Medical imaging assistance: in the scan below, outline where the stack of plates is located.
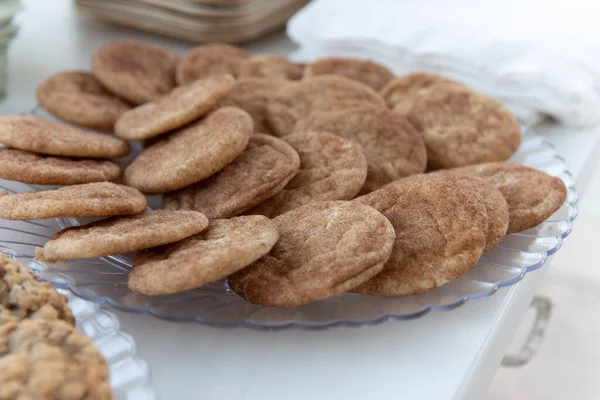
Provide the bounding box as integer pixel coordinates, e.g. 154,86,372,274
76,0,309,43
0,0,21,99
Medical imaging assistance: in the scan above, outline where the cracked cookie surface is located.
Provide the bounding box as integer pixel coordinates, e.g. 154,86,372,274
0,182,148,220
127,215,279,296
354,174,488,296
0,148,121,185
229,201,394,307
293,103,427,193
449,162,567,233
163,133,300,219
247,132,367,217
36,71,131,131
35,210,208,262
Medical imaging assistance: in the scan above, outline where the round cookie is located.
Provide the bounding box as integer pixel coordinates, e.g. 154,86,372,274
229,201,394,307
0,115,129,158
35,210,208,262
237,54,303,81
36,71,131,131
379,72,462,113
293,105,427,193
354,174,488,296
395,83,521,169
163,133,300,219
450,162,567,233
127,215,279,296
0,319,108,372
0,182,148,220
115,75,235,140
248,132,367,217
0,148,121,185
0,353,112,400
123,107,252,193
457,175,509,251
217,78,285,133
267,75,385,136
92,40,179,105
176,43,250,85
304,57,394,90
0,253,75,324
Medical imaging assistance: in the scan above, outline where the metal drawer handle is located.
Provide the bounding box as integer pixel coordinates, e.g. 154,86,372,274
502,296,553,367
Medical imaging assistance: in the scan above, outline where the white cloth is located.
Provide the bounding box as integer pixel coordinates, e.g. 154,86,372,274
287,0,600,126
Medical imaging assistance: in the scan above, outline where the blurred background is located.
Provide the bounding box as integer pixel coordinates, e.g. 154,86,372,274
0,0,600,400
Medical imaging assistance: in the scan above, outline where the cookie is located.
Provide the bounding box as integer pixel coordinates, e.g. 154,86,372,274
237,54,304,81
163,133,300,219
0,319,108,373
379,72,462,113
115,75,235,140
0,182,148,220
0,253,75,324
0,353,112,400
267,75,385,136
217,78,285,133
0,115,129,158
229,201,394,307
123,107,252,193
395,83,521,169
354,174,488,296
0,148,121,185
248,132,367,217
35,210,208,262
92,40,179,105
451,162,567,233
127,215,279,296
36,71,131,131
304,57,394,90
293,105,427,193
176,43,250,85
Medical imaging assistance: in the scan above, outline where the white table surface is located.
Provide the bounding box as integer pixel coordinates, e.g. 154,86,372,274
0,0,600,400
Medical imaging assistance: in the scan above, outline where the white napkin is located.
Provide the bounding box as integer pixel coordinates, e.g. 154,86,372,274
287,0,600,126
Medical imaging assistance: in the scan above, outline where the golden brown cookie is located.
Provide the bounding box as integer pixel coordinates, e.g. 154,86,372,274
0,182,148,220
36,71,131,131
0,148,121,185
293,105,427,193
0,115,129,158
176,43,250,85
304,57,394,90
428,174,509,251
123,107,252,193
229,201,394,307
395,83,521,169
35,210,208,262
127,215,279,296
267,75,385,136
0,319,108,373
92,40,179,104
354,174,488,296
217,78,285,133
248,132,367,217
115,75,235,140
450,162,567,233
237,54,303,81
0,253,75,324
0,353,112,400
379,72,462,113
163,133,300,219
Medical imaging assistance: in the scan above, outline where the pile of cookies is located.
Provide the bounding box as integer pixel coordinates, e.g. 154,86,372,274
0,253,112,400
0,41,566,307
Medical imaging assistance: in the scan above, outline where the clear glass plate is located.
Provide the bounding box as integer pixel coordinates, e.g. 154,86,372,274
0,120,579,329
59,289,155,400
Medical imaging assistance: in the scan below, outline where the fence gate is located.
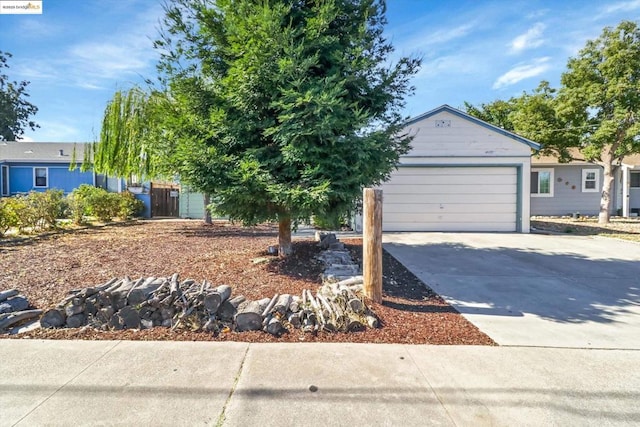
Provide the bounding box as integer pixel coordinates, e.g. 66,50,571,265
151,184,180,218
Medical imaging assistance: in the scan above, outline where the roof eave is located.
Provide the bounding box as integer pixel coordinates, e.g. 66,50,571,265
405,104,542,151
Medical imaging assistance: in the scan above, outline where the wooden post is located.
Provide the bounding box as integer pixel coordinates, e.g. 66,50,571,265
362,188,382,303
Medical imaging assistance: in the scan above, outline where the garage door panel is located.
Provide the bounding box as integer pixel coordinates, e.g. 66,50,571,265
383,222,515,233
393,166,513,176
384,174,518,186
384,203,516,215
381,183,516,196
381,166,518,231
382,193,515,205
383,212,513,224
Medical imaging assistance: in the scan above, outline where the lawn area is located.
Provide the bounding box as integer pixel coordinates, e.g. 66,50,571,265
531,217,640,242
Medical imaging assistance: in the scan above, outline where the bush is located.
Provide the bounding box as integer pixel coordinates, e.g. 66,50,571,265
0,197,19,237
89,189,120,222
313,213,350,230
9,195,38,234
26,190,65,230
118,191,144,219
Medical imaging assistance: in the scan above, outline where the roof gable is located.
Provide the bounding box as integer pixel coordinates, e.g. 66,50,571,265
0,141,87,163
405,104,541,151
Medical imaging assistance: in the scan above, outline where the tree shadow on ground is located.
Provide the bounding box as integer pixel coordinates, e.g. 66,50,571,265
175,222,278,239
385,243,640,324
346,243,458,313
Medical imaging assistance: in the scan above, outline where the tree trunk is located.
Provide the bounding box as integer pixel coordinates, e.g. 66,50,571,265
203,193,212,225
598,159,614,224
278,215,293,257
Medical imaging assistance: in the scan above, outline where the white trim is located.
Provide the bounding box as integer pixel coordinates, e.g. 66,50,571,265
0,165,11,196
582,169,600,193
529,168,554,197
33,166,49,188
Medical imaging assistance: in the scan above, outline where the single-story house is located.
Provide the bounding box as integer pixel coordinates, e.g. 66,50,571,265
0,141,98,197
0,141,151,217
531,150,640,217
380,105,540,233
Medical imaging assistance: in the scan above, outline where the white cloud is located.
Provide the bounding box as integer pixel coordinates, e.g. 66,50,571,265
602,0,640,15
403,23,475,51
36,120,81,142
493,56,551,89
510,22,546,53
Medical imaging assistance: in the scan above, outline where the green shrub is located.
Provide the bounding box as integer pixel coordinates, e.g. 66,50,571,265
313,213,350,230
67,184,144,224
10,195,38,234
0,197,19,237
118,191,144,219
26,190,65,230
89,189,120,222
67,190,89,225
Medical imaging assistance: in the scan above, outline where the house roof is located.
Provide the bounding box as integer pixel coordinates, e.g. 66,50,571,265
405,104,541,151
0,141,88,163
531,148,640,166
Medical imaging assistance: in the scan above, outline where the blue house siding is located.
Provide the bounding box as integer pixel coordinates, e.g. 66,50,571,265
531,165,603,216
5,163,94,196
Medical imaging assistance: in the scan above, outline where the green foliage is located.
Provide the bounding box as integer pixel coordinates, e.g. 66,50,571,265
118,191,144,219
0,189,66,235
89,189,120,222
467,21,640,223
151,0,420,231
26,190,66,230
68,184,132,224
0,197,20,237
95,0,420,252
0,51,40,141
557,21,640,164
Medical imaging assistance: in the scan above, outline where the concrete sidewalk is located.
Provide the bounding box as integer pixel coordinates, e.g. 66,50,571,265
0,340,640,426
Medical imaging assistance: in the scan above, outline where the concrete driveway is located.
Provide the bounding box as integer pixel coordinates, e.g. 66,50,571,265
383,233,640,349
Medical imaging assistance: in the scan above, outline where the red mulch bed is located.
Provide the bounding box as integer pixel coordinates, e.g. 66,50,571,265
0,221,495,345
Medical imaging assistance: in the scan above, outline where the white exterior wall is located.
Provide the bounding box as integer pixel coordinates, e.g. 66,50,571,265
382,110,531,233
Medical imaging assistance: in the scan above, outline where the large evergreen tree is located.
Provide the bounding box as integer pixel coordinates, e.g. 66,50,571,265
96,0,420,255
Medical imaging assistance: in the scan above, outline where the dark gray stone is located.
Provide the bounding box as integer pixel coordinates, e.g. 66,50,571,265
0,295,29,314
118,306,140,329
67,313,87,328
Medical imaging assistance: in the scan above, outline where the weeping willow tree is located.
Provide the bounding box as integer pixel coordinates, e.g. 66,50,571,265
83,88,166,179
95,0,420,256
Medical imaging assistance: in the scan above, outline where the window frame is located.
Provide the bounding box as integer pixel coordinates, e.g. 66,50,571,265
33,166,49,188
0,165,11,197
529,168,554,197
582,168,600,193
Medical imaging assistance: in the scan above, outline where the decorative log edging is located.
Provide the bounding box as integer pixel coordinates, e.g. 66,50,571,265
0,234,379,336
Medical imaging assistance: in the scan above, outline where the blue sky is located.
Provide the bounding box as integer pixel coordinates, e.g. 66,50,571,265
0,0,640,142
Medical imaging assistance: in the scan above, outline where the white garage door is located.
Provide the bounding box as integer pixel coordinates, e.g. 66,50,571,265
381,167,518,231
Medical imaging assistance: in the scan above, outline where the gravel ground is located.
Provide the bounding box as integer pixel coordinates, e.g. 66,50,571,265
^^^^
*Enunciado del ejercicio*:
¿Cómo quedan las líneas que empiezan en la que contiene "on ground is located." y terminan en la que contiene "510,22,546,53", ambas incluidas, si se sustituye "single-story house" por "one-story house" y todo lo demás se deja igual?

*Resultado obtenido*:
Medical imaging assistance: in the scan above, outline where the tree shadow on ground is located.
Provide the bounding box as integer pixel coordinates, e.g. 66,50,571,265
175,222,278,239
385,243,640,324
346,243,458,313
Medical imaging assistance: in the scan above, outline where the tree trunk is located.
Provide the bounding box as integer pixel coordinates, e.g. 66,50,571,265
203,193,212,225
598,159,614,224
278,215,293,257
Medical imaging assistance: in the scan above, outline where the white trim is located.
Provide the bounding box as integer pixel coordinates, e.g. 66,50,571,265
0,165,11,196
582,169,600,193
529,168,554,197
33,166,49,188
Medical imaging assistance: in the scan above, outline where the one-story house is located.
Provide the bounding box as integer pixel coordinates, e.g. 66,50,571,265
0,141,98,197
0,141,151,217
531,150,640,217
380,105,540,233
Medical imaging assistance: in the scan above, outline where the white cloud is located.
Provide the bounding box as integer pixel coordinates, e.g. 66,50,571,265
602,0,640,15
403,23,475,51
36,120,81,142
493,56,551,89
510,22,546,53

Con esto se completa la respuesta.